Text provided ▸
After the blackest September in 14 years, Europe's stock exchanges started October with renewed losses.

Dax and Euro Stoxx 50 fell on Monday by around 1 percent to 12,023 and 3288 points respectively.

The turbulence surrounding Credit Suisse made investors nervous, said Naeem Aslam, chief market analyst at brokerage firm Ava-Trade.

The head of the ailing Swiss bank, Ulrich Körner, had emphasized the institute's strong balance sheet in a message to the workforce.

He was reacting to the sharp rise in so-called credit default swaps (CDS) on Friday.

These are default insurances for bonds.

This is very reminiscent of 2007, when the financial crisis was brewing, Aslam commented.

Based on the figures for the second quarter, he considers the institute's capital and liquidity position to be good, emphasized analyst Kian Abouhossein from Bank JP Morgan.

The increase in CDS must be seen in the context of the uncertain economic outlook.

Work to complete ▸
- A) In the report on European stock markets, what position does Naeem Aslam hold, and at which firm?
- B) Write a continuation of the report on European stock markets, picking up after its final sentence.
The stored data that comes next is separate material and has no connection to the report on European stock markets.

Stored data ▸
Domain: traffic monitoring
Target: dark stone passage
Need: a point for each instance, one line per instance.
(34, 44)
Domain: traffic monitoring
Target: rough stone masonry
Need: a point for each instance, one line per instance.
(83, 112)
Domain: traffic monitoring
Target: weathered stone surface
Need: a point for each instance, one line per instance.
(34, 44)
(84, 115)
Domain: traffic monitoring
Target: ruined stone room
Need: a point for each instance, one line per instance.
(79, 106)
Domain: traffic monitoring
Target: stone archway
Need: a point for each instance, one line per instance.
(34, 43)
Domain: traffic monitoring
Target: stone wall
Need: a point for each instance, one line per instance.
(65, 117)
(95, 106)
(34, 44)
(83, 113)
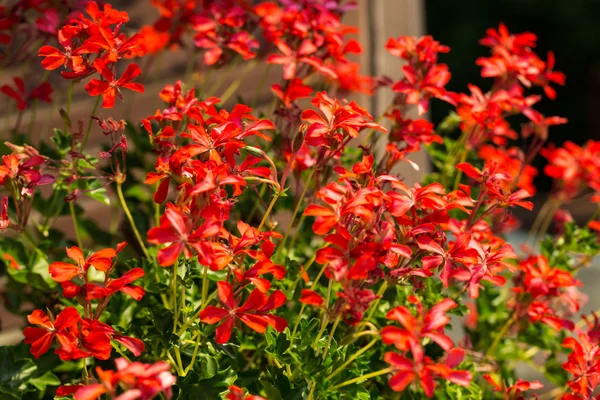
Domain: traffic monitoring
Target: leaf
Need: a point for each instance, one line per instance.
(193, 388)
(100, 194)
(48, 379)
==
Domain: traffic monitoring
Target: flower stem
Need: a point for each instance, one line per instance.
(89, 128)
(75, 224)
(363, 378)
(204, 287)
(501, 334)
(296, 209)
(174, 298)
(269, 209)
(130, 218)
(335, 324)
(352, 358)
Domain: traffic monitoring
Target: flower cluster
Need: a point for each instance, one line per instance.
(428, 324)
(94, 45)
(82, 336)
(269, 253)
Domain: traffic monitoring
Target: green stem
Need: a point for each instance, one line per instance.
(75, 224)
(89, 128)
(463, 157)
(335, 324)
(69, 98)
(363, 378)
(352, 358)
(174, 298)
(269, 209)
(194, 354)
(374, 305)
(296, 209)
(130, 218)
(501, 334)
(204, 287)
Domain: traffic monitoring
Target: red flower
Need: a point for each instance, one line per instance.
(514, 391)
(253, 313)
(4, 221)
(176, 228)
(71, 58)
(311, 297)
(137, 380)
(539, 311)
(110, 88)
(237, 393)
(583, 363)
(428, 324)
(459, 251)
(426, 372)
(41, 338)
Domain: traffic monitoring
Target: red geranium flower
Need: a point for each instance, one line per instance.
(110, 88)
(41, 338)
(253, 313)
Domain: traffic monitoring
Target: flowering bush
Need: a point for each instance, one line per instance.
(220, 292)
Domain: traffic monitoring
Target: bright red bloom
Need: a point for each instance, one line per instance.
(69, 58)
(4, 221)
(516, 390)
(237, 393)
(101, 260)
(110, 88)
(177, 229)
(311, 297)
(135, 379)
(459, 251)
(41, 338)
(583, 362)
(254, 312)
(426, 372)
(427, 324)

Answers by item ▸
- A) Chief market analyst at the brokerage firm Ava-Trade.

- B)
Default insurance has also recently become more expensive for other financial institutions.

However, Credit Suisse shares in Zurich fell by up to 11.5 percent to a record low of CHF 3.52.

The European banking index lost 2.4 percent.

U-turn in fiscal policy supports pound

Meanwhile, the price of Brent crude oil from the North Sea rose by 4.2 percent to $88.68 a barrel (159 liters).

According to insiders, Opec+ is considering reducing production by one million barrels a day.

It would be the largest cut since the outbreak of the coronavirus pandemic in early 2020. The likelihood of such a move is high, as any cut of less than 500,000 barrels per day would be met with a shrug from investors, analysts at ANZ Bank wrote.

Against this background, the index for the European oil and gas industry rose by 1.5 percent, bucking the trend.

The pound sterling was also in demand, gaining up to 1.1 percent to $1.1279.

After fierce resistance, the British government reverses itself and refrains from lowering the top tax rate.

"From a market perspective, this is a step in the right direction," said Jan von Gerich, chief analyst at Nordea Bank.

The planned tax cuts had fueled doubts about the stability of Britain's public finances and at times pushed the pound to a record low against the dollar.

This called the Bank of England (BoE) into action, which had to calm the markets with a multi-billion dollar cash injection.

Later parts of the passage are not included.